**TO BE DONE**
• 1. Answer these questions about the Ezra study, one line each:
(a) Which verse does the study take as its text?
(b) What king did God say in the days of Isaiah that He would raise up?
(c) What did the returning Jews build before they commenced building?
• 2. In the Ezra study, what does everything from "(Ezra 8:22)" down to "individually even today." read like with "teachable spirit" swapped out for "humble heart"?

**TEXT**

A Study of Ezra 8:22

“The hand of our God is upon all them for good that seek Him.”
(Ezra 8:22)


In attempting to teach from these words, praying for the help of God, praying for a teachable spirit, I venture to bring before you instruction for the church of God collectively and believers individually even today.

It may be helpful, and I trust profitable, if we spend just a little while considering the historical background at this time. God’s purposes, God’s promise will always be fulfilled. In the days of Isaiah, God said that He would raise up a man, a king called Cyrus – even his name is given – a heathen king who would give permission and make a way for the Jews in captivity to return to Jerusalem. (See Isaiah chapters 44-45.) And so it was (I think I am right in saying one-hundred-and-eighty years had passed by) King Cyrus gave permission for all that were willing to return to go back to Jerusalem to rebuild the house of God. The way thus being opened, many of the Jews returned from Babylon to Jerusalem. Before they commenced building, they built the altar to offer sacrifices before God according to the Word of God. Before this work was commenced, there was this solemn act of worship, setting forth the sense of the need of the forgiving love of God and prayer for God’s help and blessing.

**LISTED RECORDS**
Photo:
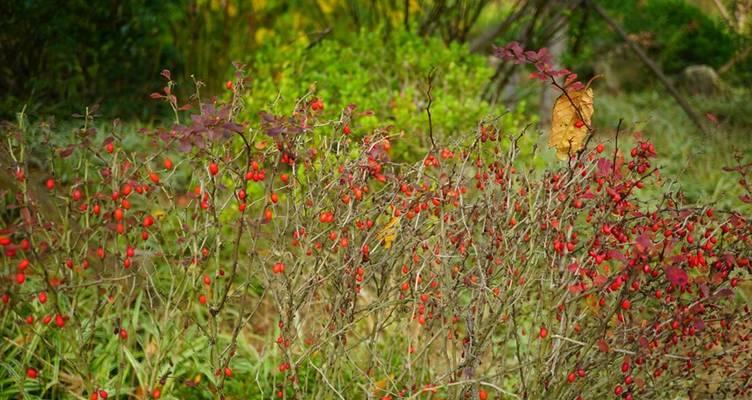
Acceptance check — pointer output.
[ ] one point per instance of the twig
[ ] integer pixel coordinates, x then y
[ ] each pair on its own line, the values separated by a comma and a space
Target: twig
431, 76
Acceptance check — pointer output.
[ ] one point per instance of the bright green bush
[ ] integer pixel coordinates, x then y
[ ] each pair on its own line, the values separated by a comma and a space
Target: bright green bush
385, 75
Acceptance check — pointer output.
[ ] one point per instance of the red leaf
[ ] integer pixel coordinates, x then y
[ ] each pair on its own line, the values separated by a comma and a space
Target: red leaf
603, 346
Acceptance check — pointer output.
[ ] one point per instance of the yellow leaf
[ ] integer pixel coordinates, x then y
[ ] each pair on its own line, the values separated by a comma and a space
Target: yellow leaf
381, 385
388, 232
572, 115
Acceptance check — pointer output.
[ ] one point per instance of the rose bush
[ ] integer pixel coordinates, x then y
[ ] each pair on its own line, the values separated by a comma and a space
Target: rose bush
172, 270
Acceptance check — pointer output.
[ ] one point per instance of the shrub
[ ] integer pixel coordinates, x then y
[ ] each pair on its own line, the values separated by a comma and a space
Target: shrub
465, 273
386, 76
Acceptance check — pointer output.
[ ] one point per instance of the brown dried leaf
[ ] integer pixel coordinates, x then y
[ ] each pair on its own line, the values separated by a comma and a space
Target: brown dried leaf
569, 124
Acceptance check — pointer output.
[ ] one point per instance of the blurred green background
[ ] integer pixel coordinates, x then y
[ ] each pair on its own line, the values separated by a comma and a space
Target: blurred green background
57, 58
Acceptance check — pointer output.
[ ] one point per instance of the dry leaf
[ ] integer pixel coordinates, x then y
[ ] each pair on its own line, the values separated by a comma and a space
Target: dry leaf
570, 121
388, 232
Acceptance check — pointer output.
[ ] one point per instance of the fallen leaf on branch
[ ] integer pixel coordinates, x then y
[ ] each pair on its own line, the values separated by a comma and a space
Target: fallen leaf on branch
572, 116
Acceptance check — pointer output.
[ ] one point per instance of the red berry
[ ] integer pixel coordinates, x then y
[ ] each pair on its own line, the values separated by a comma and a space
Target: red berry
543, 332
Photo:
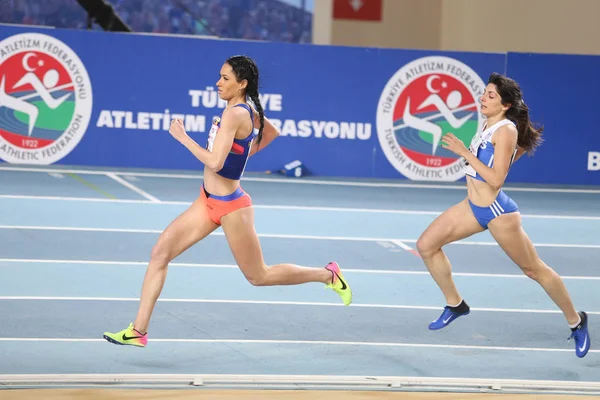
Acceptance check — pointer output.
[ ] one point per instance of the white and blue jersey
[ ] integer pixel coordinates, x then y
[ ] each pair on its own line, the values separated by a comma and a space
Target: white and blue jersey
481, 146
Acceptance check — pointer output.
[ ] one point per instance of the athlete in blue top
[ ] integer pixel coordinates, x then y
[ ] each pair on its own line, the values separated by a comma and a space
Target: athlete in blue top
507, 135
222, 202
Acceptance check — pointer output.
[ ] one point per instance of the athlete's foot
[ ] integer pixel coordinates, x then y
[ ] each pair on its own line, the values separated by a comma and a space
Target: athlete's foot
127, 336
449, 315
581, 336
338, 283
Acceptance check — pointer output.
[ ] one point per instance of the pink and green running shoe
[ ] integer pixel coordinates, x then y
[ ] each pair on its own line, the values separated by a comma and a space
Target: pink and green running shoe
127, 336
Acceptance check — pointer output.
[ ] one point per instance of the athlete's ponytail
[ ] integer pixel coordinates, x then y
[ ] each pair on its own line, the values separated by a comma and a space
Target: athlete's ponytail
245, 68
529, 137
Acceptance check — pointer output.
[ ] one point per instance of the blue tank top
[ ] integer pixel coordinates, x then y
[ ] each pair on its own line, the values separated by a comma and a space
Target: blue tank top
236, 160
482, 147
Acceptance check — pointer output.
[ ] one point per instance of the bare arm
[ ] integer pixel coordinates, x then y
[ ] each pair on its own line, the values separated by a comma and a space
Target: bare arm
269, 134
223, 141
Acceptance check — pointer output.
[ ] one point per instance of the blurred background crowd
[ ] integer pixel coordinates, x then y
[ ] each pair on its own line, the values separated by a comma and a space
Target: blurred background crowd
269, 20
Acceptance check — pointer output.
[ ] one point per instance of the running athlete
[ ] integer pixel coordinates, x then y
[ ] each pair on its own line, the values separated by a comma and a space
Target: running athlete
223, 202
506, 136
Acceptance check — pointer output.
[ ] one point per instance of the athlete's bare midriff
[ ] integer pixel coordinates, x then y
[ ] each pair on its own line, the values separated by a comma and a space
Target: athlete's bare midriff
480, 193
218, 185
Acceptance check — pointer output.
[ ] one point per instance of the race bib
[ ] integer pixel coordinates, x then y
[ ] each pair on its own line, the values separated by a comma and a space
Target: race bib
212, 134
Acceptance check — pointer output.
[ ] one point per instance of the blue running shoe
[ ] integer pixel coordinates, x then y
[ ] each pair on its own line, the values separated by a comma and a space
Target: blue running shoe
447, 317
581, 336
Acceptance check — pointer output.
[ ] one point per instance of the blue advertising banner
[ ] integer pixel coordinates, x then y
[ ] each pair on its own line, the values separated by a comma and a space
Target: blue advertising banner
106, 99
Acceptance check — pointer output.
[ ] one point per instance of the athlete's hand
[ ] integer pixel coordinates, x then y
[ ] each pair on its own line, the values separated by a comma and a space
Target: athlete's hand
177, 130
454, 144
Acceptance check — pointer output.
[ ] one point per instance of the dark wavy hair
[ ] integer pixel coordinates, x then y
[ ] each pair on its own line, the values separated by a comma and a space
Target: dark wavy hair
529, 137
245, 68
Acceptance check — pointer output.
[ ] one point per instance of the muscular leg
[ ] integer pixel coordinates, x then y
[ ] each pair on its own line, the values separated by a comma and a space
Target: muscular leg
187, 229
245, 246
456, 223
510, 235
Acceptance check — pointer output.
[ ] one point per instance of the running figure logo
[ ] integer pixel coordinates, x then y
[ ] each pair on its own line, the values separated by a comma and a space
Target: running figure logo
423, 101
45, 99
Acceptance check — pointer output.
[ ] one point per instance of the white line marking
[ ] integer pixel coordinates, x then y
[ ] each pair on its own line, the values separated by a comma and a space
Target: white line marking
319, 382
131, 186
299, 181
233, 266
310, 342
283, 236
279, 303
282, 207
303, 381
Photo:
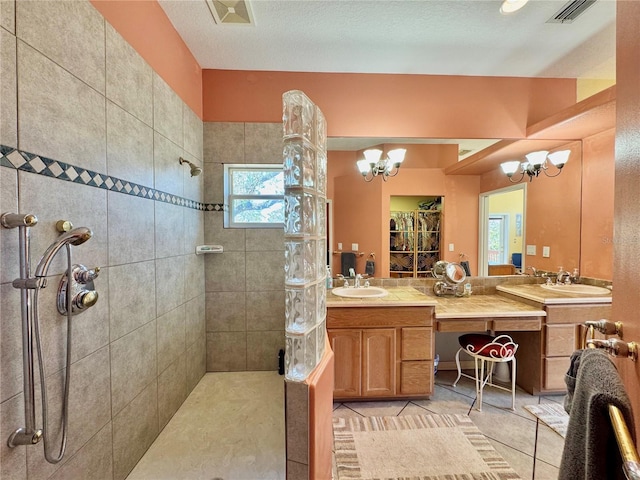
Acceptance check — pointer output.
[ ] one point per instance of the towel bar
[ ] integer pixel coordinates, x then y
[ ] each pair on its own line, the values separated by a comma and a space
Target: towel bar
630, 460
628, 452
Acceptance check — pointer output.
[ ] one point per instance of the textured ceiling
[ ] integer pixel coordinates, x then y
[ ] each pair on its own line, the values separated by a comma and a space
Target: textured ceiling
450, 37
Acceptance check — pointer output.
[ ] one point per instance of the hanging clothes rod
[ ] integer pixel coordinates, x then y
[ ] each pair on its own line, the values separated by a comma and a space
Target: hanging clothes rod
628, 452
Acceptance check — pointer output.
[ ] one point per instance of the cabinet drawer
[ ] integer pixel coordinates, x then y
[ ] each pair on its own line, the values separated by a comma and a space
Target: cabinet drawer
416, 377
560, 340
416, 343
554, 370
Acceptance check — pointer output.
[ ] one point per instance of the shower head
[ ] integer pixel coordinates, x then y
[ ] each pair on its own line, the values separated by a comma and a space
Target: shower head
77, 236
195, 170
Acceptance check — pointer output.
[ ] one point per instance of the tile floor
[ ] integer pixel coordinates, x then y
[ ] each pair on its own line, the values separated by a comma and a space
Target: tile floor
242, 437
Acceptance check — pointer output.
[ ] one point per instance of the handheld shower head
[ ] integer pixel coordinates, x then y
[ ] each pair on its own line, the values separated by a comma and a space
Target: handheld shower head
195, 170
77, 236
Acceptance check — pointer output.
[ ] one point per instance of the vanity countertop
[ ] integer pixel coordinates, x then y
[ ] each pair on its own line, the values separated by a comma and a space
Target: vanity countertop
476, 306
398, 297
548, 297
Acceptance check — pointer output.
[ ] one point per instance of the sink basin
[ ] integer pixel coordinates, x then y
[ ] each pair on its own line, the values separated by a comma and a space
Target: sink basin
578, 289
360, 292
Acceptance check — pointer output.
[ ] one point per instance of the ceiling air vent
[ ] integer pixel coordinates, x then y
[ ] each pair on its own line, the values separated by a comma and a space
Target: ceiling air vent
230, 12
570, 11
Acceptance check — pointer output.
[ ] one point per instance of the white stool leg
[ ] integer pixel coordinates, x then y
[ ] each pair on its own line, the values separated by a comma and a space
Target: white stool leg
513, 383
458, 365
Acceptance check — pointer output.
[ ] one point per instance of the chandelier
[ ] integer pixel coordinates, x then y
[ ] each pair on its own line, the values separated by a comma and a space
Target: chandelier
536, 162
374, 165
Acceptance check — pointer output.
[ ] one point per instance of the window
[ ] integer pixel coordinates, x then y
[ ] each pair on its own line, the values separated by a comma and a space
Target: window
254, 195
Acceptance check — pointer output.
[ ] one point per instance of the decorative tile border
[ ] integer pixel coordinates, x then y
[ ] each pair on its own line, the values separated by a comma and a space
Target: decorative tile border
28, 162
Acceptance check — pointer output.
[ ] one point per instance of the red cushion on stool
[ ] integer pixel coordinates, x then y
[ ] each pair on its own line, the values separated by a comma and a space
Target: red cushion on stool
474, 342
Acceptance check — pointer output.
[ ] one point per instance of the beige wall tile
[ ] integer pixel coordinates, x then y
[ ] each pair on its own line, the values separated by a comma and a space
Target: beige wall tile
193, 230
193, 133
169, 284
132, 297
131, 229
223, 142
89, 408
196, 362
172, 390
84, 206
13, 461
194, 320
167, 111
261, 239
265, 310
40, 25
262, 350
94, 460
265, 271
134, 430
7, 15
133, 365
192, 187
11, 337
193, 276
225, 272
263, 143
171, 337
226, 352
226, 312
129, 78
213, 183
61, 117
8, 88
169, 229
9, 258
168, 174
129, 147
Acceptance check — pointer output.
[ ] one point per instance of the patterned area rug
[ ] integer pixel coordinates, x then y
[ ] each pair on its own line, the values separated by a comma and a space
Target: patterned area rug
416, 447
553, 414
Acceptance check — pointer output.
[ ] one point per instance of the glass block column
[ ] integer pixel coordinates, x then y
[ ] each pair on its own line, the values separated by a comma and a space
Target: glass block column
305, 182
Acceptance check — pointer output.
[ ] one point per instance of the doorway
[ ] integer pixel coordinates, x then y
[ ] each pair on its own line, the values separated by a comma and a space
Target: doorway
502, 227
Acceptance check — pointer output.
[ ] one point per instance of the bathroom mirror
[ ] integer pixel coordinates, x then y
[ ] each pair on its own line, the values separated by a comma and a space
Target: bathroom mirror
553, 207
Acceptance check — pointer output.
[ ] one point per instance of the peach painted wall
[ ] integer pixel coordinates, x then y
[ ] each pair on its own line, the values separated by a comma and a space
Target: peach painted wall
146, 27
598, 170
626, 294
361, 209
391, 105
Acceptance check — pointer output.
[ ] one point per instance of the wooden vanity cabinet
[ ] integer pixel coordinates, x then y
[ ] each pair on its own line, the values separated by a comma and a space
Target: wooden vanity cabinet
381, 352
544, 357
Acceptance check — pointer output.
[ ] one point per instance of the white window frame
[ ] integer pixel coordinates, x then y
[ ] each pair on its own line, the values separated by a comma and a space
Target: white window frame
229, 196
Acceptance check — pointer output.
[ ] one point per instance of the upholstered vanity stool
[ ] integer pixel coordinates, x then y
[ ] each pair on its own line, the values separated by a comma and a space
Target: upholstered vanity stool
488, 349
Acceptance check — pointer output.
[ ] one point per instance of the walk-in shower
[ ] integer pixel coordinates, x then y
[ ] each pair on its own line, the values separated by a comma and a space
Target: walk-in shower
75, 294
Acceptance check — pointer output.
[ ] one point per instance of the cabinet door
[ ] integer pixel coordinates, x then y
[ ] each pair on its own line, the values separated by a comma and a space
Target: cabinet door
347, 350
379, 362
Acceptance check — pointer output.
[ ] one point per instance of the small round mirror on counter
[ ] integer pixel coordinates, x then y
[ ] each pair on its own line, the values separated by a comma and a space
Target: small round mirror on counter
454, 273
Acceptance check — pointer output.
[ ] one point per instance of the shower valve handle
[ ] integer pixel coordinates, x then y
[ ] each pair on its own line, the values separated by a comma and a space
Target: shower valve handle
83, 275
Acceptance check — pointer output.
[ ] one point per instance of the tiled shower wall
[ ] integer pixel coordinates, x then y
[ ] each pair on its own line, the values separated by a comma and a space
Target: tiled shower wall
72, 90
245, 285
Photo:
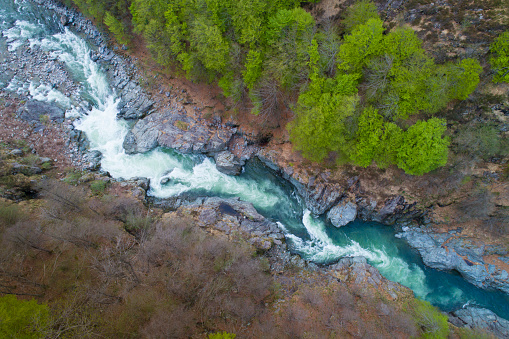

**RESPONSE LIST**
• 1.
(a) Ezra 8:22
(b) Cyrus
(c) The altar

• 2.
(Ezra 8:22)


In attempting to teach from these words, praying for the help of God, praying for a humble heart, I venture to bring before you instruction for the church of God collectively and believers individually even today.